--- Start TASK DATA ---

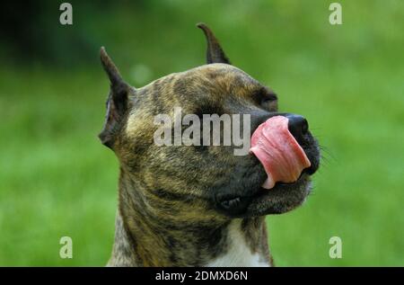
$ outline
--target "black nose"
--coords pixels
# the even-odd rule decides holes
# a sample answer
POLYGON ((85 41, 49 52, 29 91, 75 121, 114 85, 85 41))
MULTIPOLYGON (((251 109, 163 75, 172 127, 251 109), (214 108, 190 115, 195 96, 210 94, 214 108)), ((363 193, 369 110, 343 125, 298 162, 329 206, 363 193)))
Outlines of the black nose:
POLYGON ((286 118, 289 120, 287 124, 289 131, 299 144, 303 144, 305 141, 304 136, 309 131, 307 120, 304 117, 293 114, 286 115, 286 118))

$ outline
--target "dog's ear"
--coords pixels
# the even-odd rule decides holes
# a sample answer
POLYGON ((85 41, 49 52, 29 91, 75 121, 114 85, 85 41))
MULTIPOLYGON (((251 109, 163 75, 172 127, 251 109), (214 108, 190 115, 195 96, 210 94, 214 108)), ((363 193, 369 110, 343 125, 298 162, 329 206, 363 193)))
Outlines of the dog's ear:
POLYGON ((107 99, 104 126, 98 137, 103 145, 112 148, 117 129, 127 111, 128 95, 133 87, 122 79, 119 71, 103 47, 101 49, 101 61, 110 78, 110 90, 107 99))
POLYGON ((203 22, 197 24, 197 27, 201 29, 207 41, 207 50, 206 50, 206 62, 209 63, 225 63, 231 65, 229 58, 227 58, 224 51, 223 51, 219 41, 215 37, 214 33, 203 22))

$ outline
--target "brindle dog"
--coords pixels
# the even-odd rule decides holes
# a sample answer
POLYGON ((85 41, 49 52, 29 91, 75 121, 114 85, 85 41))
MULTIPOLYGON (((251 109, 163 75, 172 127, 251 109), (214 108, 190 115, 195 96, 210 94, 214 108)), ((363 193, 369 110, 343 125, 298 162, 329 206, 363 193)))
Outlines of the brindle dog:
MULTIPOLYGON (((107 55, 101 59, 110 81, 100 138, 119 158, 119 209, 110 266, 268 266, 265 215, 301 205, 319 147, 307 122, 291 132, 312 166, 294 183, 260 186, 267 174, 251 154, 235 147, 154 143, 157 114, 250 114, 251 131, 279 114, 272 90, 231 65, 203 23, 207 64, 157 79, 142 88, 127 84, 107 55), (296 130, 297 129, 297 130, 296 130)), ((283 113, 285 114, 285 113, 283 113)))

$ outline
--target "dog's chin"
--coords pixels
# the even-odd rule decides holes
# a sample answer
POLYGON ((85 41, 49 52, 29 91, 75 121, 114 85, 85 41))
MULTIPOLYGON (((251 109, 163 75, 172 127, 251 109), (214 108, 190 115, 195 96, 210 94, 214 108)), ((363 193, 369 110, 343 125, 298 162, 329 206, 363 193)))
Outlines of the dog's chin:
POLYGON ((257 217, 288 212, 302 205, 310 194, 310 175, 303 174, 293 183, 277 183, 272 189, 261 188, 247 207, 245 217, 257 217))
POLYGON ((224 213, 232 218, 252 218, 282 214, 302 205, 310 194, 312 183, 307 173, 293 183, 277 183, 272 189, 259 187, 252 196, 238 198, 238 209, 224 213))

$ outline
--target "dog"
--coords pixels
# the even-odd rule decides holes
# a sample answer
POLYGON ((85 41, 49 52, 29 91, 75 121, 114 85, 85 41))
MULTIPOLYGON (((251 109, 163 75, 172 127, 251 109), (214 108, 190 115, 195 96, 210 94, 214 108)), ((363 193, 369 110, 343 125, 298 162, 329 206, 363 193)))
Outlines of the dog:
POLYGON ((268 175, 259 159, 234 156, 233 146, 154 143, 154 118, 172 116, 179 106, 199 117, 249 114, 251 130, 273 116, 289 115, 277 111, 270 88, 231 64, 206 24, 198 27, 207 41, 206 64, 142 88, 124 81, 101 48, 110 90, 99 138, 120 169, 108 266, 273 266, 265 216, 292 210, 310 193, 320 151, 304 119, 289 129, 311 166, 297 181, 271 190, 261 187, 268 175))

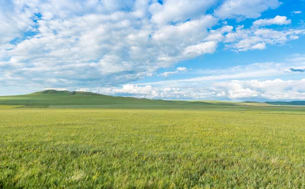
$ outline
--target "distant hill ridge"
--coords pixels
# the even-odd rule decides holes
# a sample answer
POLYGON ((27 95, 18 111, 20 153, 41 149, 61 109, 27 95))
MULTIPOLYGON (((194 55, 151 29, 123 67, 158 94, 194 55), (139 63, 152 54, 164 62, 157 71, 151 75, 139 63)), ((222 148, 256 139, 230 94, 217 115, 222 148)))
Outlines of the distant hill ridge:
POLYGON ((291 102, 265 102, 261 103, 254 101, 242 102, 225 102, 222 101, 196 101, 182 100, 165 100, 137 98, 129 97, 112 96, 90 92, 57 91, 46 90, 33 93, 14 96, 0 96, 0 104, 25 106, 47 106, 49 105, 119 105, 122 107, 131 107, 137 105, 145 106, 179 106, 183 108, 186 105, 195 107, 201 105, 305 105, 304 101, 291 102))
POLYGON ((304 106, 305 101, 293 101, 290 102, 275 101, 265 102, 266 103, 271 105, 290 105, 290 106, 304 106))
POLYGON ((84 92, 84 91, 57 91, 56 90, 46 90, 42 91, 35 92, 33 93, 30 94, 30 95, 36 95, 36 94, 63 94, 68 95, 101 95, 101 96, 108 96, 102 95, 101 94, 94 93, 91 92, 84 92))
MULTIPOLYGON (((33 93, 0 96, 0 104, 45 106, 49 105, 194 105, 212 104, 204 102, 172 101, 112 96, 89 92, 46 90, 33 93)), ((123 107, 123 106, 122 106, 123 107)))

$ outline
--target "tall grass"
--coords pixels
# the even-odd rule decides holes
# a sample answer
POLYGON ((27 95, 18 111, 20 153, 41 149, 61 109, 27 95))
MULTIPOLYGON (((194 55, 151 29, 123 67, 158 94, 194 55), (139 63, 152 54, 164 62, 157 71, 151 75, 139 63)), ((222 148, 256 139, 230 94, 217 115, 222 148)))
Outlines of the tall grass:
POLYGON ((304 188, 301 114, 34 108, 0 119, 0 188, 304 188))

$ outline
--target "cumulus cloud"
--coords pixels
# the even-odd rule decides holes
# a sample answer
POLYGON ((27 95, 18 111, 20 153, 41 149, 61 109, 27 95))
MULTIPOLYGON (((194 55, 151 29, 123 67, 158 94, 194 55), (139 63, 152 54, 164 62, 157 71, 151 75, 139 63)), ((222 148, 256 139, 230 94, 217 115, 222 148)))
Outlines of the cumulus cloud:
POLYGON ((215 15, 222 19, 256 18, 269 9, 275 9, 281 3, 277 0, 226 0, 217 8, 215 15))
POLYGON ((176 69, 176 71, 172 72, 164 72, 161 74, 160 74, 160 76, 167 77, 171 75, 177 74, 180 72, 186 72, 188 71, 188 69, 186 67, 178 67, 176 69))
POLYGON ((299 80, 232 80, 216 82, 209 87, 164 87, 127 84, 123 87, 81 90, 138 98, 180 99, 304 100, 305 79, 299 80))
POLYGON ((302 13, 302 12, 301 11, 294 11, 291 12, 291 13, 293 14, 301 14, 302 13))
MULTIPOLYGON (((263 27, 286 24, 290 20, 285 17, 260 19, 254 25, 261 27, 250 28, 229 26, 224 22, 258 18, 262 12, 279 6, 277 0, 217 2, 1 1, 0 82, 3 86, 35 89, 99 88, 108 93, 153 97, 201 98, 213 93, 224 97, 231 93, 203 88, 196 94, 196 84, 188 86, 185 94, 178 87, 159 89, 149 84, 126 84, 157 76, 161 69, 167 70, 179 61, 213 53, 222 43, 236 51, 262 50, 297 39, 305 33, 297 28, 277 30, 263 27), (124 84, 121 89, 112 87, 124 84)), ((188 71, 178 67, 160 75, 188 71)), ((188 84, 247 75, 254 74, 222 73, 183 82, 188 84)), ((242 89, 242 93, 250 93, 242 89)))
POLYGON ((297 39, 297 35, 305 34, 304 29, 288 29, 278 31, 267 28, 244 29, 237 27, 235 30, 225 35, 224 41, 227 48, 236 51, 252 49, 262 50, 267 44, 283 44, 291 40, 297 39))
POLYGON ((253 22, 253 25, 255 26, 268 26, 273 24, 282 25, 289 24, 291 23, 291 21, 287 20, 286 17, 277 16, 274 18, 256 20, 253 22))

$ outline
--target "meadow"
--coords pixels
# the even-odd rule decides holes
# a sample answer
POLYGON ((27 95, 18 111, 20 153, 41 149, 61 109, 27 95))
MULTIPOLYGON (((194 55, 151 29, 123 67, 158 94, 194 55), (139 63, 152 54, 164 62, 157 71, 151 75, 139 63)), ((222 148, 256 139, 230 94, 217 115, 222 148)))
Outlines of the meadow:
POLYGON ((0 188, 305 188, 303 107, 110 107, 0 105, 0 188))

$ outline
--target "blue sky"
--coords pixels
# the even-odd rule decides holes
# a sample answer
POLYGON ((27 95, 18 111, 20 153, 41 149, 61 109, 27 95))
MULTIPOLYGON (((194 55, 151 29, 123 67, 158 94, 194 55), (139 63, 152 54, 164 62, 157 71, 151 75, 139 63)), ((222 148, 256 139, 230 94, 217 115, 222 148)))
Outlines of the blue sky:
POLYGON ((0 95, 305 100, 305 1, 0 2, 0 95))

--- End TASK DATA ---

WORK REQUIRED> Return every line in the items above that contains the word "grass".

COMPLETED TASK>
--target "tall grass"
Outlines of the tall grass:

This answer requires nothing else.